Exercise requirements:
1. In the passage on Clara Zetkin's speech, which leaders of the Socialist movement are named as having played an important role at the Congress?
2. According to the passage on Clara Zetkin's speech, whom did she represent as a delegate?

CLARA ZETKIN DELIVERS A LESSON ON THE ABC OF SOCIALISM AND DIALECTICS TO THE FRENCH AND OTHER “LEFTISTS”
In the discussion on this question, Clara Zetkin, as delegate of the women workers of Berlin, delivered a lengthy speech which was in reality a report. Forty-seven years have passed since then, but I still remember clearly the overwhelming impression of that historic speech. There is no doubt that the address made a stunning and unforgettable impression on me and on many others who listened to it, not only because of its eloquence, not only because of its volcanic passion, so characteristic of Clara, but also owing to the in- flexible Marxist dialectic logic and the clearness of the analysis and arguments. The Communists of the present generation who have gone through various Marxist-Leninist classes, courses, universities, academies, etc., and who have at their disposal a gigantic amount of rich Marxist-Leninist literature, will not “discover America” in this speech of Clara Zetkin. All the ideas which she expressed in that speech of long ago, all her arguments and her attitude on the question of woman labor, seem to us now to be absolutely self-evident, simple, clear and indisputable. But 47 years ago the political level was by no means as high even in the ranks of the Socialist Parties. And even at the Congress, where an important role was played by such leaders of the Socialist movement as Wilhelm Liebknecht, August Bebel, Jules Guesde, Paul Lafargue, and G. V. Plekhanov, the speech of Clara Zetkin stood out prominently, owing to the soundness of the Marxian dialectics in it. I think that the reader will not reproach me if I take that memorable speech from the dust of the archives and reproduce it here as material for a historic portrait of our unforgettable Clara.

Stored items:

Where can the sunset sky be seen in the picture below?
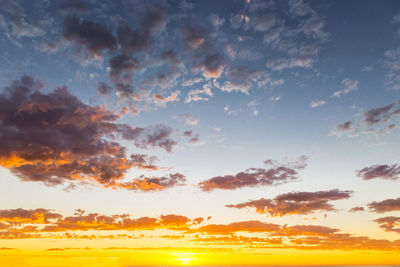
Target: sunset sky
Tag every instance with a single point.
(238, 132)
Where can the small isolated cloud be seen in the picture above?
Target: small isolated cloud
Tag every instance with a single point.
(275, 98)
(368, 68)
(277, 173)
(199, 94)
(381, 115)
(376, 122)
(146, 184)
(389, 224)
(348, 86)
(295, 203)
(385, 205)
(356, 209)
(388, 172)
(187, 119)
(317, 103)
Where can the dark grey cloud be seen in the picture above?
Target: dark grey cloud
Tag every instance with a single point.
(134, 41)
(388, 172)
(295, 202)
(74, 7)
(55, 138)
(278, 173)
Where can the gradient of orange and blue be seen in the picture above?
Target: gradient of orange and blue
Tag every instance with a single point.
(240, 132)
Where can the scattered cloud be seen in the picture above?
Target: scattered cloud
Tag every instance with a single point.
(388, 172)
(278, 173)
(348, 86)
(389, 224)
(385, 205)
(356, 209)
(188, 119)
(295, 203)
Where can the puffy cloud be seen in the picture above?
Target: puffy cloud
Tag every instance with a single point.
(278, 173)
(348, 86)
(295, 202)
(388, 172)
(317, 103)
(55, 138)
(385, 205)
(93, 37)
(389, 224)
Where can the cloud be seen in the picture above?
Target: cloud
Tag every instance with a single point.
(244, 226)
(295, 203)
(45, 221)
(55, 138)
(252, 233)
(188, 119)
(356, 209)
(151, 22)
(346, 128)
(194, 36)
(74, 7)
(21, 216)
(91, 38)
(388, 172)
(389, 224)
(348, 86)
(385, 205)
(199, 94)
(146, 184)
(391, 61)
(380, 115)
(278, 173)
(317, 103)
(15, 24)
(240, 79)
(376, 122)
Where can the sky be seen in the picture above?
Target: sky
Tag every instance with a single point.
(239, 132)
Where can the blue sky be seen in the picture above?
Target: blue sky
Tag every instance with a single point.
(204, 90)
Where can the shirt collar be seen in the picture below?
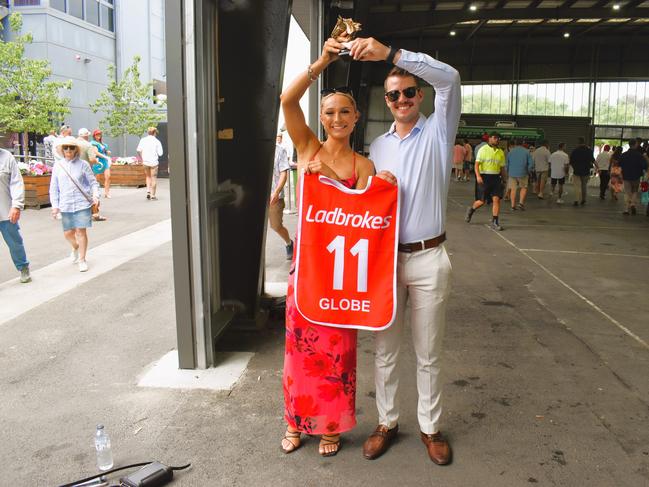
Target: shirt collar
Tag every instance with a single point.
(419, 126)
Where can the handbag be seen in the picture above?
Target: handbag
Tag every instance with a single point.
(644, 192)
(94, 207)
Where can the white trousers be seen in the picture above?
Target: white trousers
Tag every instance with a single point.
(423, 280)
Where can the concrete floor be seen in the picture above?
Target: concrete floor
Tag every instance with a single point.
(546, 356)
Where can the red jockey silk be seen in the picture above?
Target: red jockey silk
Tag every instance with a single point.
(345, 271)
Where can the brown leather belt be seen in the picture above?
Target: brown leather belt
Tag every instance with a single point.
(423, 244)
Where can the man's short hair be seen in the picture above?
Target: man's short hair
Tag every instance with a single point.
(403, 73)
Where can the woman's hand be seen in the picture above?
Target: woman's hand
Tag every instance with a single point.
(369, 49)
(318, 167)
(387, 176)
(332, 47)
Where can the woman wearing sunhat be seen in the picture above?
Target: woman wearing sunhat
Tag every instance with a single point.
(73, 191)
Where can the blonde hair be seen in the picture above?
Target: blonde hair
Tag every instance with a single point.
(346, 95)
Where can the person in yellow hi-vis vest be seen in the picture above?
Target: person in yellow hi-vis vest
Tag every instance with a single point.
(489, 173)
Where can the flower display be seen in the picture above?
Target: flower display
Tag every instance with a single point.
(126, 161)
(34, 169)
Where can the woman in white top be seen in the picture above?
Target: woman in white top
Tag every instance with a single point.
(73, 191)
(150, 149)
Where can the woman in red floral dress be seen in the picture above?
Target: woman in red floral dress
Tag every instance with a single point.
(320, 362)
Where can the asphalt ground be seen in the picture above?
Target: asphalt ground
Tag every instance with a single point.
(546, 363)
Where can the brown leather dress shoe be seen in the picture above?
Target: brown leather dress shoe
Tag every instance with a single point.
(438, 448)
(379, 441)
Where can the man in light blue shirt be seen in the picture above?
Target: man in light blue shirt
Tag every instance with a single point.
(519, 166)
(12, 201)
(416, 152)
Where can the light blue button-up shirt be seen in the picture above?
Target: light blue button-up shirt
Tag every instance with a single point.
(422, 160)
(519, 162)
(12, 189)
(64, 195)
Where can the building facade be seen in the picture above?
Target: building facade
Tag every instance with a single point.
(81, 38)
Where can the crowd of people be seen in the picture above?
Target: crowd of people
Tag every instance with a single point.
(74, 190)
(502, 174)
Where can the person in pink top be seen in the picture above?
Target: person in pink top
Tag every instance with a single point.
(468, 160)
(319, 377)
(459, 153)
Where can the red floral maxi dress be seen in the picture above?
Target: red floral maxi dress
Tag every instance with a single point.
(319, 371)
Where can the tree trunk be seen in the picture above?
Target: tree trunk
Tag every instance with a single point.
(25, 135)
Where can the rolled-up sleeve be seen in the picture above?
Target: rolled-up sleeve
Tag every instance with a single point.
(16, 187)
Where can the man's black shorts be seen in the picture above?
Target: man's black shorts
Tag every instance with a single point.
(492, 186)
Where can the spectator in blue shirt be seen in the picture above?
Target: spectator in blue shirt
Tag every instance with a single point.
(519, 166)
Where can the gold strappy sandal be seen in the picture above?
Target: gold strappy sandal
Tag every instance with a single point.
(288, 436)
(329, 440)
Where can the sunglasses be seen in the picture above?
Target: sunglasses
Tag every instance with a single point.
(341, 89)
(408, 93)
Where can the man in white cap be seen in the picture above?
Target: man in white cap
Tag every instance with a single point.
(12, 200)
(88, 153)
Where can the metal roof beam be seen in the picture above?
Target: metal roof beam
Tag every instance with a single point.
(383, 24)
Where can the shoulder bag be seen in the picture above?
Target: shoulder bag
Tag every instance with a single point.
(94, 206)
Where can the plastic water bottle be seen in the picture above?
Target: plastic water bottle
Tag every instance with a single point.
(102, 445)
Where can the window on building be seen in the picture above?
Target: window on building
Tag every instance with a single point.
(75, 8)
(106, 17)
(91, 8)
(495, 99)
(622, 103)
(554, 99)
(58, 5)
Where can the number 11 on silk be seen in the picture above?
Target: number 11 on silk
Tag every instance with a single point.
(345, 273)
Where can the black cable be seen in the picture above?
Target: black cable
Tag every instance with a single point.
(76, 482)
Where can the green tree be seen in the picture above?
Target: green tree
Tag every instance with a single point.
(28, 101)
(128, 104)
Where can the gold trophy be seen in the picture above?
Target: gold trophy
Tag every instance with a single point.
(348, 27)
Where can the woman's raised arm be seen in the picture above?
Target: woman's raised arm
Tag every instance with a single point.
(301, 135)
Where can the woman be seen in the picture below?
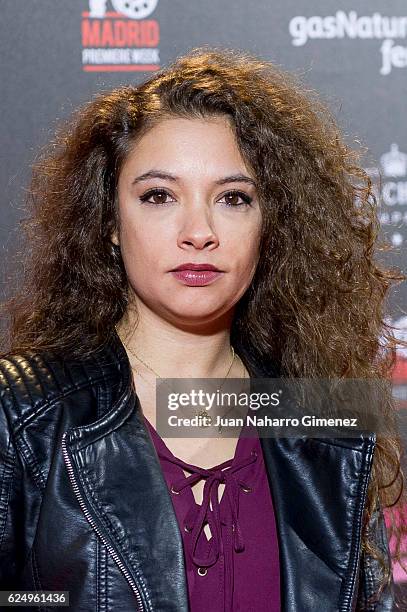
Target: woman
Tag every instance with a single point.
(223, 160)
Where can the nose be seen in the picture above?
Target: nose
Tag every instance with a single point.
(198, 230)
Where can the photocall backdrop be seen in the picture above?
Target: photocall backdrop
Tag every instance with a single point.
(56, 54)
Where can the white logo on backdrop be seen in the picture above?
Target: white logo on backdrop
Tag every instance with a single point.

Answers to the exercise:
1. Wilhelm Liebknecht, August Bebel, Jules Guesde, Paul Lafargue, and G. V. Plekhanov

2. The women workers of Berlin